Among the entries, which lines carry the string "clicks"? Copy each of them.

Data provided

------------

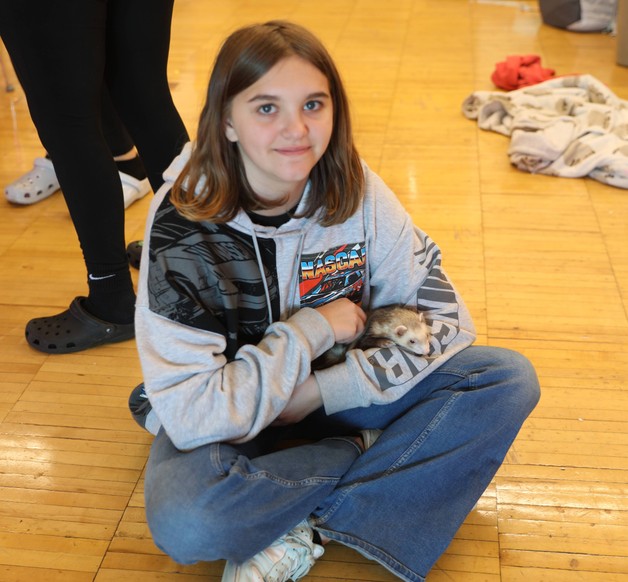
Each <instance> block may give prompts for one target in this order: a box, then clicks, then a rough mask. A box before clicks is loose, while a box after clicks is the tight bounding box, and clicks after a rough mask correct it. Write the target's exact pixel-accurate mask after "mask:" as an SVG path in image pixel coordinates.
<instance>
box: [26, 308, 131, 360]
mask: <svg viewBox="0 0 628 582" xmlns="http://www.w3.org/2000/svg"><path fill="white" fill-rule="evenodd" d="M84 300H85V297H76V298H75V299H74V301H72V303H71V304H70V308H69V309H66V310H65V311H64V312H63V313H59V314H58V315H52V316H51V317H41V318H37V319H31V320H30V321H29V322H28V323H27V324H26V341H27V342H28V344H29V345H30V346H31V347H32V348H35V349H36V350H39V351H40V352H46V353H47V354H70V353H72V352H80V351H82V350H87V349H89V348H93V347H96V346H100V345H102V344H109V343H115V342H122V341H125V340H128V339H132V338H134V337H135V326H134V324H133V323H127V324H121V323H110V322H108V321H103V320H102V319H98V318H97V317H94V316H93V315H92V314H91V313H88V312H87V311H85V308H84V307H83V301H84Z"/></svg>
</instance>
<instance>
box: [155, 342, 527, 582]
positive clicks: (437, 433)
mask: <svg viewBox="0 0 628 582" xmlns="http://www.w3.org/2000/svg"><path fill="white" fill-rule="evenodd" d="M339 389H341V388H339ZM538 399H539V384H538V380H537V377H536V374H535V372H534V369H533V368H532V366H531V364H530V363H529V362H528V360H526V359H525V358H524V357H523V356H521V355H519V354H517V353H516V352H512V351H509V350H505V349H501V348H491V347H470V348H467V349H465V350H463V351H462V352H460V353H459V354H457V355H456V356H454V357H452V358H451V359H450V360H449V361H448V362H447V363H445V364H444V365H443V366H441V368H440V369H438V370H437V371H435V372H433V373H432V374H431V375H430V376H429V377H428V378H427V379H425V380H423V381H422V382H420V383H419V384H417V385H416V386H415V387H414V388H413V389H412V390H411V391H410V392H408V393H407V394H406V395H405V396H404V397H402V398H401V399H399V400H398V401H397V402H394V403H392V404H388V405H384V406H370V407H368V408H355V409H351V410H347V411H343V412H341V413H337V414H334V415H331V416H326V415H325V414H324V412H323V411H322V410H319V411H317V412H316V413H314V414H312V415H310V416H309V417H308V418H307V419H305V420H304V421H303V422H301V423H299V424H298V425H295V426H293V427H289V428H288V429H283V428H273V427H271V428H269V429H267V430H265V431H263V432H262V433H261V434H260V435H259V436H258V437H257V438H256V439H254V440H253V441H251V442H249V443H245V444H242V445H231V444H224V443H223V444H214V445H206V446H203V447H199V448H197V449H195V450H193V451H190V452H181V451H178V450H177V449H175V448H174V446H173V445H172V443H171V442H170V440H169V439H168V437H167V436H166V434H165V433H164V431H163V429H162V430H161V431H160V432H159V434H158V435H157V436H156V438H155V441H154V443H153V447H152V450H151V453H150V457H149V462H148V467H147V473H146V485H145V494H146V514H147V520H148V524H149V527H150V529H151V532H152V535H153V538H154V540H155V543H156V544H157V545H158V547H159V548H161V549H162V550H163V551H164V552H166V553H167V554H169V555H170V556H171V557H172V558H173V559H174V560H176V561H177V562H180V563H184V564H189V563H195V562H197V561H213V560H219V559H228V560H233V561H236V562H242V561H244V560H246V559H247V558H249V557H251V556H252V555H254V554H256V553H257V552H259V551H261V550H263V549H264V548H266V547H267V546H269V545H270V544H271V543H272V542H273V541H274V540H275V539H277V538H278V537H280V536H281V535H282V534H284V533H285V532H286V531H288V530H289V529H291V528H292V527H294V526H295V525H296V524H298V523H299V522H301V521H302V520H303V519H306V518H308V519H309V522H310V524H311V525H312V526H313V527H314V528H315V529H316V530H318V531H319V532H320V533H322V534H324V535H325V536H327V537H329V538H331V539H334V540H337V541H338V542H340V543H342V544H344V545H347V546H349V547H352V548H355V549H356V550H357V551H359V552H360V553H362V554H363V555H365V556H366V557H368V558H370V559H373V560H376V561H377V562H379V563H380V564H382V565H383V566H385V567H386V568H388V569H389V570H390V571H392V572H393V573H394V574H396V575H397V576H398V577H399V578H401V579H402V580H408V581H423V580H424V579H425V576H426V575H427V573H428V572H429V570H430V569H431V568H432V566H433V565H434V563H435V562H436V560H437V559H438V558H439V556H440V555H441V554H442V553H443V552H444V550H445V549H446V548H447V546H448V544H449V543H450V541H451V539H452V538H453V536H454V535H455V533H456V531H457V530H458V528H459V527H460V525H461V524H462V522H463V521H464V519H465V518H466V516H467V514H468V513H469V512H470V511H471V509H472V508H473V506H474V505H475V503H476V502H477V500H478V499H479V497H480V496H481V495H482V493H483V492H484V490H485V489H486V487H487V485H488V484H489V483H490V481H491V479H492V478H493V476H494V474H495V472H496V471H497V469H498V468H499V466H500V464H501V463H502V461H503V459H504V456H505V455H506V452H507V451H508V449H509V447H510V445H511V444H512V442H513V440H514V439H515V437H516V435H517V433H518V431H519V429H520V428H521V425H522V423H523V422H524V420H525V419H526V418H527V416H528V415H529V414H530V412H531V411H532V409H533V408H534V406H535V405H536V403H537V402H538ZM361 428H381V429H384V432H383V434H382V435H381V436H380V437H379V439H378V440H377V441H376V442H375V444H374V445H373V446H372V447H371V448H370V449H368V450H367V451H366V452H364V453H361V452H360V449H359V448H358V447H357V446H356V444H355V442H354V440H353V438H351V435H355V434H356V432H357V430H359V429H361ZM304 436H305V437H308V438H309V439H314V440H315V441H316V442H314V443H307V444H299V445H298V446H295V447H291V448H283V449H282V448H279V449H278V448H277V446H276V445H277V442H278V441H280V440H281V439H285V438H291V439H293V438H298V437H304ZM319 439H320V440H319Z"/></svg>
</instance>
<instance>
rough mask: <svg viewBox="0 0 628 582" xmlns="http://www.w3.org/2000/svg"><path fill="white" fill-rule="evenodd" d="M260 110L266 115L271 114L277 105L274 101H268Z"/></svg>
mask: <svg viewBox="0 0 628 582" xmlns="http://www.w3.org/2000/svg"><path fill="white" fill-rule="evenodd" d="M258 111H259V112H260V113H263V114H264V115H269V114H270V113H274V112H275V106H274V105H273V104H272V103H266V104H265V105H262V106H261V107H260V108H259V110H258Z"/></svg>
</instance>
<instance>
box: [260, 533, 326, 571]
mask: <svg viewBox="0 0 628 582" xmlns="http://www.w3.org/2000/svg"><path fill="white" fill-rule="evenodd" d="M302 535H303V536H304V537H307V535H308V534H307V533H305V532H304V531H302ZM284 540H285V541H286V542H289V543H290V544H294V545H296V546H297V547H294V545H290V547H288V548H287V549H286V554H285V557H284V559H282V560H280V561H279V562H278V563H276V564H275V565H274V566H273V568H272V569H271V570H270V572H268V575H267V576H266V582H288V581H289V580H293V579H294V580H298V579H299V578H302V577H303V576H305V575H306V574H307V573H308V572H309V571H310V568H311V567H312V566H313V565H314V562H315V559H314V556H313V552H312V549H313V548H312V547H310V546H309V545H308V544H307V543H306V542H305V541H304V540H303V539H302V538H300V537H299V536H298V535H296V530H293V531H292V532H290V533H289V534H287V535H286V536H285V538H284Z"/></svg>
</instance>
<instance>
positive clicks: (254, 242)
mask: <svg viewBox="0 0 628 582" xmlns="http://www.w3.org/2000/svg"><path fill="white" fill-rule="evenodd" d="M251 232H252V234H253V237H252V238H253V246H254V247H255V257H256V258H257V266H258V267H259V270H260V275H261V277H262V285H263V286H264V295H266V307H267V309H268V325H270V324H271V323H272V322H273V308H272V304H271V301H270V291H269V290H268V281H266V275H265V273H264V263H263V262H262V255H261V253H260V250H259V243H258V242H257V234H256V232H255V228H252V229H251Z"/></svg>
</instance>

------------

Problem solution
Each <instance> block may give prompts for one target in this order: a box, then clicks, then a rough mask. A box before clicks is loose, while a box after clicks is the tight bounding box, and clicks after a rough mask correct it. Write the target's exact pixel-accurate mask after "mask:" as an SVG path in image pixel coordinates.
positive clicks: (437, 433)
positive clicks: (254, 242)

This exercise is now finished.